## YOUR OBJECTIVE
What you write must match the records exactly, except for the images, which are left out.
##############################
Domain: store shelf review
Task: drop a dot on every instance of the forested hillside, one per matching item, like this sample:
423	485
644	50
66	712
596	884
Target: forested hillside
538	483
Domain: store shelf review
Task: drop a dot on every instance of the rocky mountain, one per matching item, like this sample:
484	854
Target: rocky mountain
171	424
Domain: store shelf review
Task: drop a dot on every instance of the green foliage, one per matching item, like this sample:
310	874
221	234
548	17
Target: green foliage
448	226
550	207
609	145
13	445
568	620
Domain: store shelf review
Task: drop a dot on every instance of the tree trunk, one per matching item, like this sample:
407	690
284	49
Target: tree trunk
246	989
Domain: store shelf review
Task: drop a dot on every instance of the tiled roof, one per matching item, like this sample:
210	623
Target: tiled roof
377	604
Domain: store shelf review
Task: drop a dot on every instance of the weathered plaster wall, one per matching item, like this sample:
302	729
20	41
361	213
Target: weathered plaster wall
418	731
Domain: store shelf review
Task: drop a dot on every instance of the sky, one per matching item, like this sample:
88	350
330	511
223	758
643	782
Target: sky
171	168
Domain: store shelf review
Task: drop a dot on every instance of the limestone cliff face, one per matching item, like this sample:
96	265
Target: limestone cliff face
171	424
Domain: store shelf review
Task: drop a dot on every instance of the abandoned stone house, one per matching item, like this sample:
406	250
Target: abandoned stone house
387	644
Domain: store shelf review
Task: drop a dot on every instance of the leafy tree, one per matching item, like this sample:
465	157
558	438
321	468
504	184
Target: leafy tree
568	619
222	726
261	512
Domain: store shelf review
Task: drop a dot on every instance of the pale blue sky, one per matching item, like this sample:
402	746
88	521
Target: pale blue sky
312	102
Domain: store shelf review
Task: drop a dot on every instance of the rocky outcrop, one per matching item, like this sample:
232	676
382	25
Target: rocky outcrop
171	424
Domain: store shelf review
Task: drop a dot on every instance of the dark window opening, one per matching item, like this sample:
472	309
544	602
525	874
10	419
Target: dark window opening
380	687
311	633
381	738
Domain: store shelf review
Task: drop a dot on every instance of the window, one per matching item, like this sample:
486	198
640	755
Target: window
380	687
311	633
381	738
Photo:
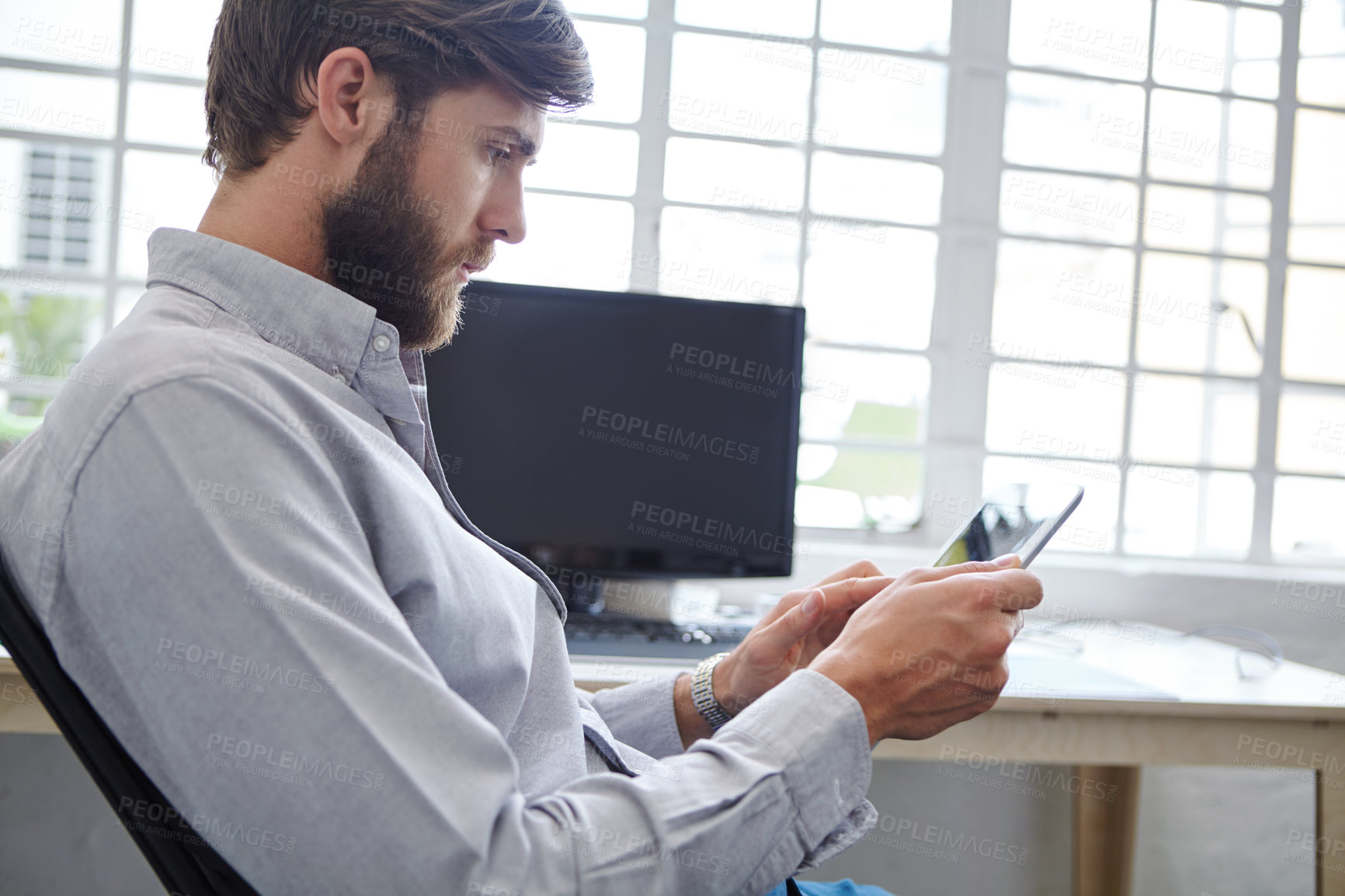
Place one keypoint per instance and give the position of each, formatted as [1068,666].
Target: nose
[502,217]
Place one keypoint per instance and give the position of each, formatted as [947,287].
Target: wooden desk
[1199,712]
[1291,717]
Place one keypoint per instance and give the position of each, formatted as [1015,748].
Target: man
[264,585]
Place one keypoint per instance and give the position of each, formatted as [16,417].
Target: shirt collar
[288,308]
[331,330]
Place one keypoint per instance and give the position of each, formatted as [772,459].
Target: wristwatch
[702,693]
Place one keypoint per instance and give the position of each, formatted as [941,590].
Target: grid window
[1118,266]
[1141,151]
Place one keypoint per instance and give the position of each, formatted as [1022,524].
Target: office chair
[185,863]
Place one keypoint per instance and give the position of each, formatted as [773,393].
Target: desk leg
[1330,830]
[1104,832]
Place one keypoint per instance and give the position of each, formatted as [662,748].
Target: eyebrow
[525,144]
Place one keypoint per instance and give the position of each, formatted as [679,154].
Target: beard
[384,245]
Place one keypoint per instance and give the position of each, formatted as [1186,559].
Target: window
[1054,240]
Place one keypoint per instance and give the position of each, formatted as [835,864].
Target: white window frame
[968,234]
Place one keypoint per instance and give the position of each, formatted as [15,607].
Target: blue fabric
[839,888]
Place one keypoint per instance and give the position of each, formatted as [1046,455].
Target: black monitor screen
[623,435]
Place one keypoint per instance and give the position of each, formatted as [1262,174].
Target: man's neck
[255,213]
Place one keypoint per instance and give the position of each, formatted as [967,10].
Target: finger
[843,596]
[795,624]
[858,569]
[1016,589]
[935,574]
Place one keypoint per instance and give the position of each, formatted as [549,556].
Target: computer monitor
[623,436]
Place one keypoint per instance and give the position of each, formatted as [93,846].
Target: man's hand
[928,651]
[787,638]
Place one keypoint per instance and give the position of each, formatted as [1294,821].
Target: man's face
[426,205]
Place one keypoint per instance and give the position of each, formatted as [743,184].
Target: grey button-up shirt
[237,533]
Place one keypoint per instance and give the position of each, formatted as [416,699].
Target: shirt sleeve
[642,714]
[327,754]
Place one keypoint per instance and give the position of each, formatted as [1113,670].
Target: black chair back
[185,863]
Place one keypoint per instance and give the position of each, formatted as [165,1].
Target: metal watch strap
[702,693]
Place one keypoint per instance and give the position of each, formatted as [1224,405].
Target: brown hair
[264,51]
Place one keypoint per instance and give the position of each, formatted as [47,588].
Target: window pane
[1107,38]
[615,9]
[587,159]
[57,210]
[872,101]
[1187,420]
[159,190]
[788,18]
[876,189]
[1207,221]
[1032,401]
[1317,200]
[1192,42]
[919,26]
[1079,126]
[1185,513]
[1049,297]
[858,488]
[60,104]
[560,231]
[738,88]
[721,255]
[78,33]
[1048,205]
[733,174]
[1189,141]
[1312,432]
[850,290]
[1093,526]
[617,54]
[1205,315]
[45,330]
[167,115]
[1315,319]
[171,36]
[1321,68]
[1308,521]
[864,394]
##############################
## ANSWER FOR THIS EXERCISE
Domain: store shelf review
Task: drop a dot on every instance of the forested hillside, one per matching item, like this sample:
423	485
644	50
66	712
596	884
Target: forested hillside
538	483
Domain: store shelf review
Task: drop a dot on every instance of the rocky mountain, one per matching item, like this sample:
484	854
Target: rocky mountain
171	424
Domain: store shelf review
Task: drop a dot on every instance of the green foliage, one per matching item, like this sample:
310	874
221	234
548	17
Target: green foliage
448	226
550	207
609	145
13	445
568	620
Domain: store shelf review
Task: drop a dot on every instance of the tree trunk, one per matching item, like this sample:
407	690
284	49
Target: tree trunk
246	989
Domain: store shelf review
Task: drop a dot on every instance of the tiled roof, one per matching item, like this sample:
210	623
Target: tiled roof
377	604
Domain: store shelf review
Task: drop a dot on every instance of the weathered plaster wall, one per matching item, like this sample:
302	729
20	41
361	213
Target: weathered plaster wall
418	731
Domain: store shelf review
Task: drop a dot on every instance of the sky, one per matching item, like this sample:
88	350
330	511
223	758
643	782
Target: sky
171	168
Domain: store shelf review
Task: drop a dot on every instance of the limestone cliff face, one per matching item, like this sample:
96	265
Target: limestone cliff face
171	424
Domain: store shelf review
Task: drop a dot on every instance of the abandoned stone house, one per matching item, like this sample:
406	250
Target: abandoned stone house
387	644
Domain: store shelf review
Task: drop a dot on every instance of the leafy tree, one per matching item, like this sample:
465	157
558	438
321	468
504	184
Target: leafy tree
568	619
222	726
261	512
Domain: store shelf review
Task: drop a dot on every instance of the pale blue sky, one per matching item, like this sample:
402	746
88	521
Target: pale blue sky
312	102
Domain: store shelf review
Task: drop a dot on every instance of the rocky outcrop, one per matching item, like this sample:
232	676
382	25
Target: rocky outcrop
171	424
Domain: store shelf review
Task: drop a dot on every instance of the dark window opening, one per matching item, like this sample:
472	309
544	602
525	874
10	419
Target: dark window opening
380	687
311	633
381	738
Domain: store shelf review
Task: drop a dot on every instance of the window, one per matching item, like this sample:
486	198
640	755
Target: window
380	687
311	633
381	738
Photo:
Place one keypoint per instance and give the position of each, formatted as [1068,666].
Target: nose
[502,217]
Place one keypoint per instance and give the position of each, formatted as [947,287].
Target: wooden desk
[1199,712]
[1291,717]
Place one keypoint per instance and give the position of each, formatted as [1015,748].
Target: man
[264,585]
Place one keypoint per instance and give the position of each, formatted as [16,417].
Target: shirt collar
[288,308]
[331,330]
Place one keypoint per instance and give the position of each, formatted as [772,459].
Target: wristwatch
[702,693]
Place one keypoint per instance and give the position of each, formatted as [941,590].
Target: grid window
[1118,266]
[1141,151]
Place one keypoint per instance and give the position of each, formatted as [1022,524].
Target: office chair
[185,863]
Place one keypoint per instance and give the position of each, formatted as [773,393].
Target: desk leg
[1330,830]
[1104,832]
Place one keypoint per instance and give the position of each, formatted as [662,748].
Target: eyebrow
[525,144]
Place one keypoint per instance and give the position of each, formatted as [679,154].
Target: beard
[384,245]
Place one keypoint per instance and give the position of each, formatted as [1186,559].
Target: window
[1054,240]
Place one keypoint per instance and give the position of each, formatted as [835,864].
Target: white window frame
[968,234]
Place one keypoint per instance and give the position of each, formatted as [15,607].
Target: blue fabric
[839,888]
Place one keypoint per instance and give the position of each, formatted as [1046,455].
Target: black monitor screen
[623,435]
Place one keypoint per instance and give the position of each, formatted as [1262,174].
Target: man's neck
[255,213]
Place one keypoint per instance and give the position of each, formatted as [967,10].
Target: finger
[843,596]
[795,624]
[858,569]
[1016,589]
[935,574]
Place one keypoint per instance and give the position of each, formatted as [549,556].
Target: computer monitor
[623,436]
Place one keypoint per instance and give the position of each, formatted as [93,846].
Target: man's hand
[928,651]
[787,638]
Place one keypoint per instance and give the position of each, formatted as [1294,821].
Target: man's face
[426,205]
Place one keypoint per instance and give the position of each, formatted as [743,184].
Target: grey button-up shirt
[237,533]
Place one keypoint per instance and give the position of each, formatted as [416,699].
Target: shirt sleeve
[642,714]
[327,754]
Place one keypoint per instance and give the position of each, formatted as [1113,670].
Target: black chair back
[185,863]
Place one keypoint per instance and give the position of each, formatted as [165,1].
Target: metal watch strap
[702,693]
Place one keypoint per instance and give the position of each, formatted as [1224,405].
Target: brown hair
[264,51]
Place one keypoint per instance and give the position of each, formatted as [47,588].
Target: window pane
[1107,38]
[615,9]
[587,159]
[57,210]
[872,101]
[1187,420]
[159,190]
[788,18]
[876,189]
[1207,221]
[1032,401]
[1317,200]
[1192,42]
[919,26]
[1079,126]
[1185,513]
[1049,297]
[858,488]
[60,104]
[560,231]
[738,88]
[721,255]
[78,33]
[1048,205]
[733,174]
[1189,141]
[1312,432]
[850,290]
[1093,526]
[617,54]
[1205,315]
[45,330]
[167,115]
[1315,319]
[171,36]
[1321,68]
[1308,521]
[864,394]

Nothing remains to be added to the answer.